▸ **Selection**:
- - - - - - -

Partnership Perspectives

Once you are managing a Jewish household, you instantly see the high level of partnership and alignment required to make it all come together. It is nothing like being a guest at someone's Shabbat table when the household is yours. From the daily things that need to get done, to hosting together weekly, to parenting together, to achieving your dreams... everything requires partnership.

The bottom line is that it takes a lot of physical work day in and day out to run a household. It takes resilience and patience to raise kids. A lifelong of partnership requires that each partner to be open to growth.

Here we will take a look at how the Torah understands the partnership between a husband and wife and will offer some reflective questions to help you navigate the balance.

1. What is Partnership in Jewish Marriage?

כן האדם התחתון אמרו רז"ל (סוטה יז, א) איש ואשה שזכו שם י"ה שרוי ביניהם, כי כן תמצא באיש אות י' ובאשה אות ה', הרי י"ה שבטי יה עדות לישראל, ואלו אותיות של י"ה רומזים לחכמה ובינה. ובא הציווי מצות עשה של פריה ורביה שצריך להוליד בן ובת. הרי איש ואשתו ובן ובת שמולידים הוא סוד ידו"ד, ואז נקרא אדם בסוד הדמות אדמה לעליון. ועל שם זה נקרא הראשון יציר כפיו אדם, והוא סוד שם ידו"ד במילואו יו"ד ה"א וא"ו ה"א עולה אדם, ולא נקרא אדם רק עם אשתו. נודע שהאשה היא מילוי האיש בעיבורה, וכן תמצא מילוי השם עולה כמנין חו"ה, כי כן ו"ד א' א"ו א' עולה י"ט כמנין חוה, זהו דרך כלל שנקרא אדם:

Man and woman merit to have the name י-ה between them since in Hebrew the names for man and woman - איש ואשה - each contain one of these one of the letters of the Ineffable Name, the י-ה. The tribes of Israel are known as שבטי י-ה (Psalms 122:4) and these letters hint to the aspects of chochmah and binah - knowledge and intuition. We can understand that man's duty (the duty of the אדם התחתון on earth) is to parallel G–d's activities. This means that man and woman and son and daughter are obliged to procreate "in their image" just as G–d created them in His image - a human being comprising male and female components.

From the above it follows that when man, woman, son and daughter procreate, they perform the essential (סוד) function assigned to them by the Ineffable Name. When they do that they qualify for the appellation אדם, meaning that they do on earth - אדמה - something akin to what G–d has done in the Heavens.

- - - - - - -

▸ **Given records**:
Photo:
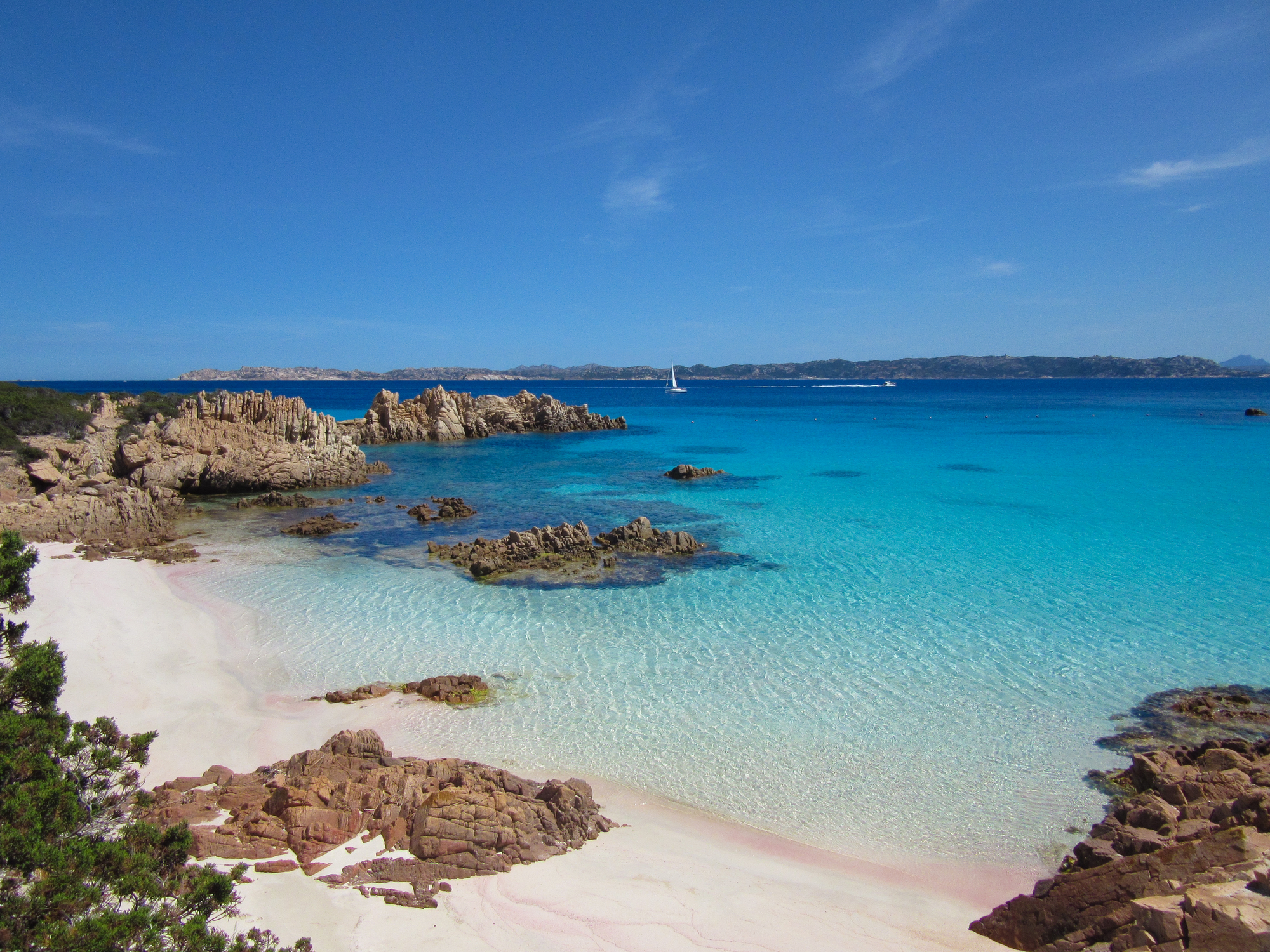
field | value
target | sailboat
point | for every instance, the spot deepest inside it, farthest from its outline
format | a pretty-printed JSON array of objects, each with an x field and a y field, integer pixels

- - - - - - -

▸ **Direction 1**:
In the partnership text, why do man and woman merit having the name י-ה between them? Answer in one to three sentences.
▸ **Direction 2**:
Answer these questions on the partnership text:
(a) What does it say it takes to raise kids?
(b) Which verse does it cite for the phrase שבטי י-ה?
(c) What English words does it give for chochmah and binah?

▸ **Full solution 1**:
The Hebrew words for man and woman, איש and אשה, each contain one of the letters of the Ineffable Name, the י-ה. Those two letters together form the name the text says rests between them.

▸ **Full solution 2**:
(a) Resilience and patience.
(b) Psalms 122:4.
(c) Knowledge and intuition.